» Challenge: Can you print the records unchanged, starting with the line that contains "point: distant building, one" and going on through the line that contains "point(258, 184)", with nothing before or after?

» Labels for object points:

▼

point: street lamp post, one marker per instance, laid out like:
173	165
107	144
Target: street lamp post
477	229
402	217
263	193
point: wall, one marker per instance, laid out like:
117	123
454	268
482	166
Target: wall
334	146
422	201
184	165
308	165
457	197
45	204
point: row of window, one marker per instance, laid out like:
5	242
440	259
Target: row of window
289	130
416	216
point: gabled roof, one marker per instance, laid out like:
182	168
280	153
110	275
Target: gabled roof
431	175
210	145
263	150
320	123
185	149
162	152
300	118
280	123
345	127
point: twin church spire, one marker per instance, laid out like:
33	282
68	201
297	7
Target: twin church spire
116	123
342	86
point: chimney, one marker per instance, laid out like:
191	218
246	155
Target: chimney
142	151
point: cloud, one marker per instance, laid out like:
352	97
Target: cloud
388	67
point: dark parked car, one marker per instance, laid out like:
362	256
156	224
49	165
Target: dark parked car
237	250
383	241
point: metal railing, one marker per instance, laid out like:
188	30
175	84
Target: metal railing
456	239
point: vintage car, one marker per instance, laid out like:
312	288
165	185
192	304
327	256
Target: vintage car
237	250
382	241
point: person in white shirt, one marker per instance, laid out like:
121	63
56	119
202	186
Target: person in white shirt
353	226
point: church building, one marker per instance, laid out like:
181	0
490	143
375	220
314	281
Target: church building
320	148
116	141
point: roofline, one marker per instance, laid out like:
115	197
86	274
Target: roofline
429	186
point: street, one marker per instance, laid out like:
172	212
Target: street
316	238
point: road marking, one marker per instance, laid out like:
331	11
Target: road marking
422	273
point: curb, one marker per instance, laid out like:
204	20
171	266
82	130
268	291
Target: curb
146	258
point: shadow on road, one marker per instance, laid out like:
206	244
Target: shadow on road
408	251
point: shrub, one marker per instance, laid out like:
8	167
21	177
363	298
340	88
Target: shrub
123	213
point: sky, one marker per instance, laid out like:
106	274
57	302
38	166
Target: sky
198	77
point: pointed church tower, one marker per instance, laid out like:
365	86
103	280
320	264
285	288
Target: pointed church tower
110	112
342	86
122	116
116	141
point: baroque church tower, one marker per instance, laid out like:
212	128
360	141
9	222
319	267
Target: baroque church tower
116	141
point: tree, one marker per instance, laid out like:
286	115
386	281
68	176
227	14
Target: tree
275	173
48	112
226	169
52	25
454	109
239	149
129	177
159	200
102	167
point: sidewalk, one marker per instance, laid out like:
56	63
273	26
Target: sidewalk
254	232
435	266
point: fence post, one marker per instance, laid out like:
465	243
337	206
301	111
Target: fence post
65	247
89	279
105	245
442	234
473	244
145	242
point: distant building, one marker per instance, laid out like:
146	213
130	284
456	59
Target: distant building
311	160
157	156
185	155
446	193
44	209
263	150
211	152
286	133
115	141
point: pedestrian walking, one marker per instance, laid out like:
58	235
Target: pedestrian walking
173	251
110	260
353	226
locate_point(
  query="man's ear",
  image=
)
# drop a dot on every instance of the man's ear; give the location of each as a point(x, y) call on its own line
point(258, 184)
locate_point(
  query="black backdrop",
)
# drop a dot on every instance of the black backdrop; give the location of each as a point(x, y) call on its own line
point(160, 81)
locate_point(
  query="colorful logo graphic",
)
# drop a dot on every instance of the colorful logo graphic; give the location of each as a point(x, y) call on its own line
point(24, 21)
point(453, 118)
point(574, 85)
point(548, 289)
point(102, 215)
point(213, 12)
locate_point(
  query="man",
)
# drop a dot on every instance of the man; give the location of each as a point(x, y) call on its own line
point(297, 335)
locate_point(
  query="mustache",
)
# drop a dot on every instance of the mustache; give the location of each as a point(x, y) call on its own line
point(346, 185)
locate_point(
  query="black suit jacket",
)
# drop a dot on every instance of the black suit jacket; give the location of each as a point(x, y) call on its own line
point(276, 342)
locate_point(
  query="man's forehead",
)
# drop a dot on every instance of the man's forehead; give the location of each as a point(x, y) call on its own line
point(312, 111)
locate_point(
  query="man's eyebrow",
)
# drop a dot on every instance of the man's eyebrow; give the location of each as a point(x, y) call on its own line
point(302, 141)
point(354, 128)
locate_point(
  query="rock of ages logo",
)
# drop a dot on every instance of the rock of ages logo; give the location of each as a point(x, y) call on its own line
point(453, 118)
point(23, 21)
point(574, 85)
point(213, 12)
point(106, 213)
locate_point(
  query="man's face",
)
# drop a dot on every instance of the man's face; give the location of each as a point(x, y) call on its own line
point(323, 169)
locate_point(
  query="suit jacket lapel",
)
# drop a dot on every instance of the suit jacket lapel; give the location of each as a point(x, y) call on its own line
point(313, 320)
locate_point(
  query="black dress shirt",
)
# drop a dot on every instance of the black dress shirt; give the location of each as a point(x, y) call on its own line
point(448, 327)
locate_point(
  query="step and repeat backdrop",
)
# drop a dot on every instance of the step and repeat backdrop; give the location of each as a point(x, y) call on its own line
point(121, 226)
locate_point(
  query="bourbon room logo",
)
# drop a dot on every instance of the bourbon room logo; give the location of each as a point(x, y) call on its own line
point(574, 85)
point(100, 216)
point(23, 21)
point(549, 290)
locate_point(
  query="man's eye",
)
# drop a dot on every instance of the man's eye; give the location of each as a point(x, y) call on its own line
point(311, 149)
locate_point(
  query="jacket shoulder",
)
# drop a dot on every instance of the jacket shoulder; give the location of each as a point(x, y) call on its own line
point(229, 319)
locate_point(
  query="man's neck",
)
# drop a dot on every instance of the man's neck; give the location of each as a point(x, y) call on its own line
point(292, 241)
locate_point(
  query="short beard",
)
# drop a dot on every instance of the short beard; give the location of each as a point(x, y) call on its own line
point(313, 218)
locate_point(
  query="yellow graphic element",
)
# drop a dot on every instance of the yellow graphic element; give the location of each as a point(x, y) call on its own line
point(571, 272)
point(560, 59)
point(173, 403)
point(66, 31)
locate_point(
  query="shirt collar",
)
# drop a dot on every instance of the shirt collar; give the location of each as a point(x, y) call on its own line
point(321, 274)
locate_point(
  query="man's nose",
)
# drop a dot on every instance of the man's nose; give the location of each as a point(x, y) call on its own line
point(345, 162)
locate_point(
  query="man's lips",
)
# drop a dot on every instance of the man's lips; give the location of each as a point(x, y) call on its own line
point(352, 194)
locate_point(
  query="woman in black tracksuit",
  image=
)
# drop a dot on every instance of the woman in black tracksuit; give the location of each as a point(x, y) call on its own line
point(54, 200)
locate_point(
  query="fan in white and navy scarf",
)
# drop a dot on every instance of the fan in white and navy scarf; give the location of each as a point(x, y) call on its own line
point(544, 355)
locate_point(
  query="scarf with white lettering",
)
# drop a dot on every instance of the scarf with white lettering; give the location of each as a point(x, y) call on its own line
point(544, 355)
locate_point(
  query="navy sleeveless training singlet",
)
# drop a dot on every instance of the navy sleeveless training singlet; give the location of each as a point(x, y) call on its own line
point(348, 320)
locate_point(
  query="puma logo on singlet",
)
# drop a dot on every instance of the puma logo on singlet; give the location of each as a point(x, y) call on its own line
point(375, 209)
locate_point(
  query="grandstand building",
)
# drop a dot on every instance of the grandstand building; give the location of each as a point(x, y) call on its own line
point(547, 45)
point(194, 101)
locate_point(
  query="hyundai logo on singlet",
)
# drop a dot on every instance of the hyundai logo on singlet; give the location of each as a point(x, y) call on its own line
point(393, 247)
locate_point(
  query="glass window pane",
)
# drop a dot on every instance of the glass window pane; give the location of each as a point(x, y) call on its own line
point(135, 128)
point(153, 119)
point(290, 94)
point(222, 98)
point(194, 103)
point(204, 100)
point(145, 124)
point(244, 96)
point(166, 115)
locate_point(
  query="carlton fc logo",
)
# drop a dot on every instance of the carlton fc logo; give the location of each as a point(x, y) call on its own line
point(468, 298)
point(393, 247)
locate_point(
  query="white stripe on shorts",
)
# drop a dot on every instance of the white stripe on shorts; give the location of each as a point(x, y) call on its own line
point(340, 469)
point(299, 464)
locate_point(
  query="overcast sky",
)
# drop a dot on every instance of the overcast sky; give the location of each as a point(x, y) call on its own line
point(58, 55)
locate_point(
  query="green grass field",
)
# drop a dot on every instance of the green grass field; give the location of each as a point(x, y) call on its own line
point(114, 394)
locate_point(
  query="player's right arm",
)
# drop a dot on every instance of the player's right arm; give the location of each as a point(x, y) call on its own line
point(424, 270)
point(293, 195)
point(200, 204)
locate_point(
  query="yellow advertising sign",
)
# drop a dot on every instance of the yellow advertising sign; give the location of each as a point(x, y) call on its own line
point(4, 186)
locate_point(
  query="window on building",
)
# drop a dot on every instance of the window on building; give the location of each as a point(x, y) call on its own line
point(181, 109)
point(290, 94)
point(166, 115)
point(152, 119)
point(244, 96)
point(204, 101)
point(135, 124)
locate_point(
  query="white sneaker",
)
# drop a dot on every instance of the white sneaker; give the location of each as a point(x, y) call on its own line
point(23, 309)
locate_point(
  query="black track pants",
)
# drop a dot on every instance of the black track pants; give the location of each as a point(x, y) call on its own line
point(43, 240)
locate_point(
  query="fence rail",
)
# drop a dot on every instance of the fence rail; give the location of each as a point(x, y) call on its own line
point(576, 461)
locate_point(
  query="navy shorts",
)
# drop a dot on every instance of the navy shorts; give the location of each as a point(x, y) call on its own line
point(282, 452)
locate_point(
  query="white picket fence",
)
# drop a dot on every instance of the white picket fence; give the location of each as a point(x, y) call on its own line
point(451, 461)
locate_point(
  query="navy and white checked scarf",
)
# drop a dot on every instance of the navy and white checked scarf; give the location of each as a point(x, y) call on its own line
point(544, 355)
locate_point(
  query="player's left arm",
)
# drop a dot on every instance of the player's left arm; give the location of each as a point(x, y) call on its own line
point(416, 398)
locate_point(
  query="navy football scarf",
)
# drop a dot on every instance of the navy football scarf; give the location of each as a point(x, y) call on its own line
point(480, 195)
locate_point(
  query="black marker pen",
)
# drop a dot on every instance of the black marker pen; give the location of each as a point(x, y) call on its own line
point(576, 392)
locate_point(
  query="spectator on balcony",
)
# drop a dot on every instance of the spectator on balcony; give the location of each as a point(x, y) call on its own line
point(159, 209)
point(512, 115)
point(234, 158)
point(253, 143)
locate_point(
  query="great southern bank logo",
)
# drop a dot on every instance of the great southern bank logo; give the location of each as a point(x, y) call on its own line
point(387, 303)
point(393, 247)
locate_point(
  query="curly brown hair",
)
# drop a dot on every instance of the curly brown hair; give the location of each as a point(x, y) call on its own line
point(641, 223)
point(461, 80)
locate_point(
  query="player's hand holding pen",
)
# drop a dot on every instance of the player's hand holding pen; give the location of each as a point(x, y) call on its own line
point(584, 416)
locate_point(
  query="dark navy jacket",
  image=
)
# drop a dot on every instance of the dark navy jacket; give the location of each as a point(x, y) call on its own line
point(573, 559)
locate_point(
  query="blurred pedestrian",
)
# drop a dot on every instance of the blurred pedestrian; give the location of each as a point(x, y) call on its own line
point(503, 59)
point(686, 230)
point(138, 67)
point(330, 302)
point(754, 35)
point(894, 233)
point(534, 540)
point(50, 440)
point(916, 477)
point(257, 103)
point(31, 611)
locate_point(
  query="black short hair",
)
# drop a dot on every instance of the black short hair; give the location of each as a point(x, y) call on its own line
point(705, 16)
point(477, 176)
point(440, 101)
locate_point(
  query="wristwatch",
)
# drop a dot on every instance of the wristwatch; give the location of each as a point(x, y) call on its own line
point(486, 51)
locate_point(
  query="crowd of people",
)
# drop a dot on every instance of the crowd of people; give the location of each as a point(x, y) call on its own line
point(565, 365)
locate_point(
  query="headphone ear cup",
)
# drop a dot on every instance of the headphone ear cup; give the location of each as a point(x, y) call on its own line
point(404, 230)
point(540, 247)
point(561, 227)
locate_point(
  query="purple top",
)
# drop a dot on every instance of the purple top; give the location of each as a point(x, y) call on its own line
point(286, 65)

▲

» Solution to this task:
point: distant building, one marker per instance, laid out like:
146	213
130	284
456	59
Target: distant building
311	160
157	156
185	155
446	193
44	209
263	150
211	152
286	133
115	141
point: pedestrian walking, one marker per instance, laid out like:
58	235
Target: pedestrian walking
173	251
110	260
353	226
locate_point(
  query="man's ear",
  image=
)
# drop a dot on every instance of the man's ear; give the location of each as a point(x, y) call on its own line
point(258, 184)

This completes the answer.